#### Material to process ####

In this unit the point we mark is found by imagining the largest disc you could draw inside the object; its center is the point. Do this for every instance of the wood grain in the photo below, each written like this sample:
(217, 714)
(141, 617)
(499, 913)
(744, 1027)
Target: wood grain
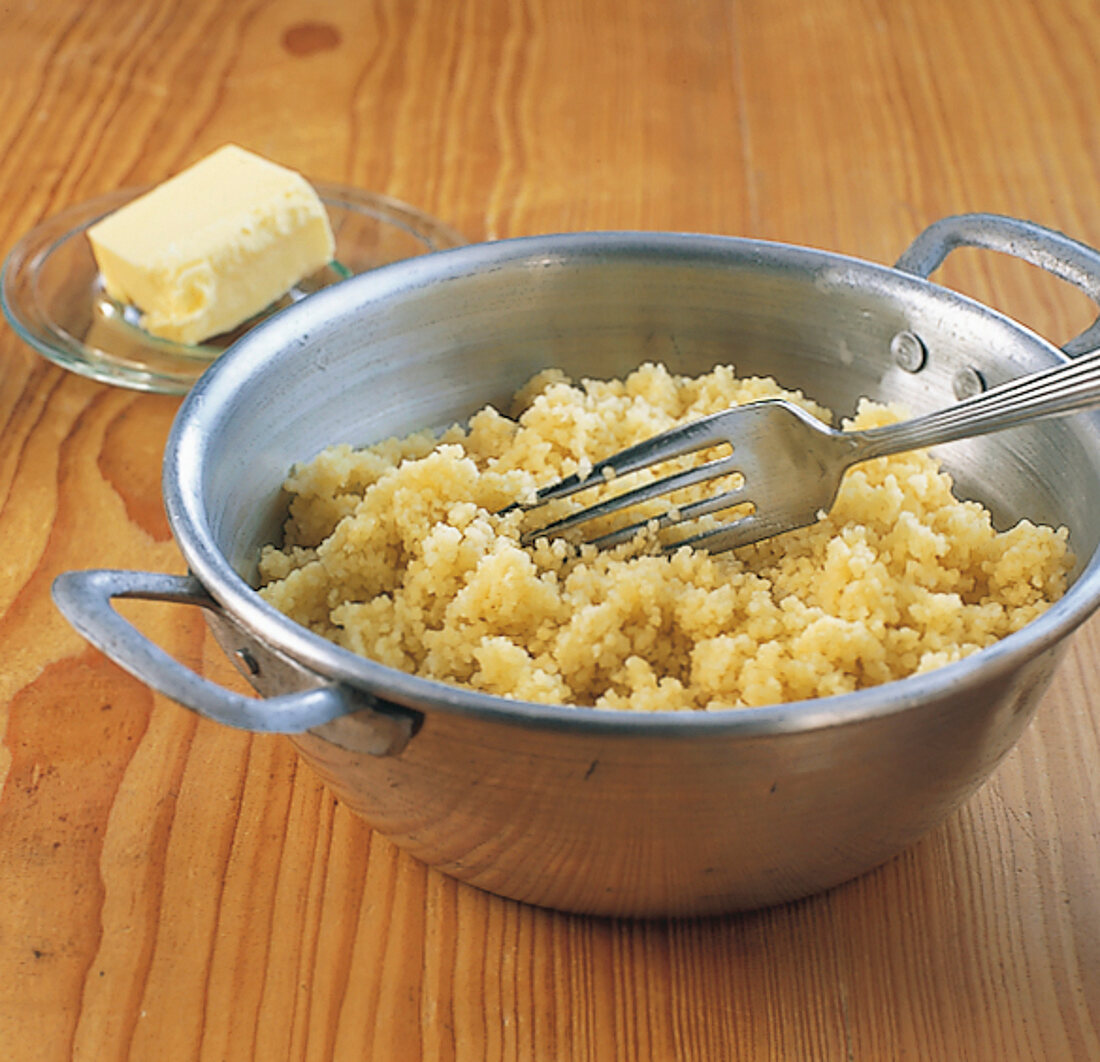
(173, 889)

####

What to produce:
Could you restate all of the data above word for word and skip every picture?

Output of the task:
In this unit the point we mark is found by imagining the largest disc you could draw inside the object; its center is the point. Do this for every instance of the wood grain in the photo below, each written like this sample:
(217, 714)
(141, 617)
(499, 913)
(744, 1027)
Target: wood grain
(173, 889)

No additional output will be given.